Extract every line of the material below and reproduce it faithfully.

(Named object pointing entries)
══════════════════════════════
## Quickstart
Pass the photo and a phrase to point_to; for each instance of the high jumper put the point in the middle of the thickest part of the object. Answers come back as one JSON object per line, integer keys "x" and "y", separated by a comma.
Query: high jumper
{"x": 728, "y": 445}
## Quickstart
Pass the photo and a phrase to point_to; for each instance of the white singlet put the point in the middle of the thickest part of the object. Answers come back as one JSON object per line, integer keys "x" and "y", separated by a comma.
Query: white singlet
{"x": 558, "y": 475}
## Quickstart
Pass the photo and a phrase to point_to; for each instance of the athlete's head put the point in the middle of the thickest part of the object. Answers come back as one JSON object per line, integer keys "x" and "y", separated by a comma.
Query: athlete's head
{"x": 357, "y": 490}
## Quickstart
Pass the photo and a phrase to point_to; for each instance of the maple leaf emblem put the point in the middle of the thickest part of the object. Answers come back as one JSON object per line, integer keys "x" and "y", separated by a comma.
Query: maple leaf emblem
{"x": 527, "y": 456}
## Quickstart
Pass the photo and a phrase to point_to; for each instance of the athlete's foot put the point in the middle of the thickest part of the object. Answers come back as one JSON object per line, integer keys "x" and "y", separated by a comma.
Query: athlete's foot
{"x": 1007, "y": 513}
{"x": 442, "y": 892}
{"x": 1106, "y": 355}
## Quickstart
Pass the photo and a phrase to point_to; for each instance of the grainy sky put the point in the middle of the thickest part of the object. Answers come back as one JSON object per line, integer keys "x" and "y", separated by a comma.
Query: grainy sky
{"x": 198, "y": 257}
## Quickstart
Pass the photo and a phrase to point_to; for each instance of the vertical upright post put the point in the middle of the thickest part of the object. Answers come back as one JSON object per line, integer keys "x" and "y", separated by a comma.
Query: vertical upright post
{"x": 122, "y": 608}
══════════════════════════════
● RESPONSE FOR THIS EXERCISE:
## Quickstart
Pass the photo and a phrase to point_to; for each instance of the high jumper put the point in the middle of the thickest part of the object. Answers come back as one JSON object per line, integer keys "x" and "y", separated by a comma.
Query: high jumper
{"x": 728, "y": 445}
## Quickstart
Pass the photo and a phrase to point_to; for each instance of the white singlet put the point in the middle of the thickest part of the object. Answers come back as one JSON object per line, integer keys "x" and "y", separated by a comma.
Query: white singlet
{"x": 558, "y": 475}
## Quickstart
Pass the photo and a phrase to point_to; for each instance of the athlete's head put the point in the middle of the thickest part of the object. Answers come back as one JSON object per line, integer keys "x" and "y", separated by a comma.
Query: athlete's head
{"x": 357, "y": 490}
## Quickstart
Pass the photo and a phrase to point_to; for each instance of the maple leaf emblem put the point in the middle of the thickest part of the object. Answers come back as one JSON object per line, integer keys "x" and "y", separated by a comma.
Query: maple leaf emblem
{"x": 527, "y": 456}
## Quickstart
Pass the photo and a phrase to point_to; for each instance of the athlete's foot put the point in the middle of the thickest part of the object. Answers come back as one JSON object per line, integer keys "x" and "y", separated by a comma.
Query: athlete's foot
{"x": 1007, "y": 513}
{"x": 442, "y": 892}
{"x": 1106, "y": 355}
## Quickstart
Pass the photo and a phrase to point_to; for each instance of the grainy sky put the point in the middle of the thickest part of the object. Answers come back as one JSON object per line, integer keys "x" and "y", separated by a comma.
Query: grainy sky
{"x": 198, "y": 257}
## Quickstart
Pass the photo and a phrase to point_to; for each instance of the vertical upright post put the point in the middle of the thickest part of the object. Answers come back as one JSON object per line, integer keys "x" and "y", separated by a comma.
Query: vertical upright post
{"x": 122, "y": 608}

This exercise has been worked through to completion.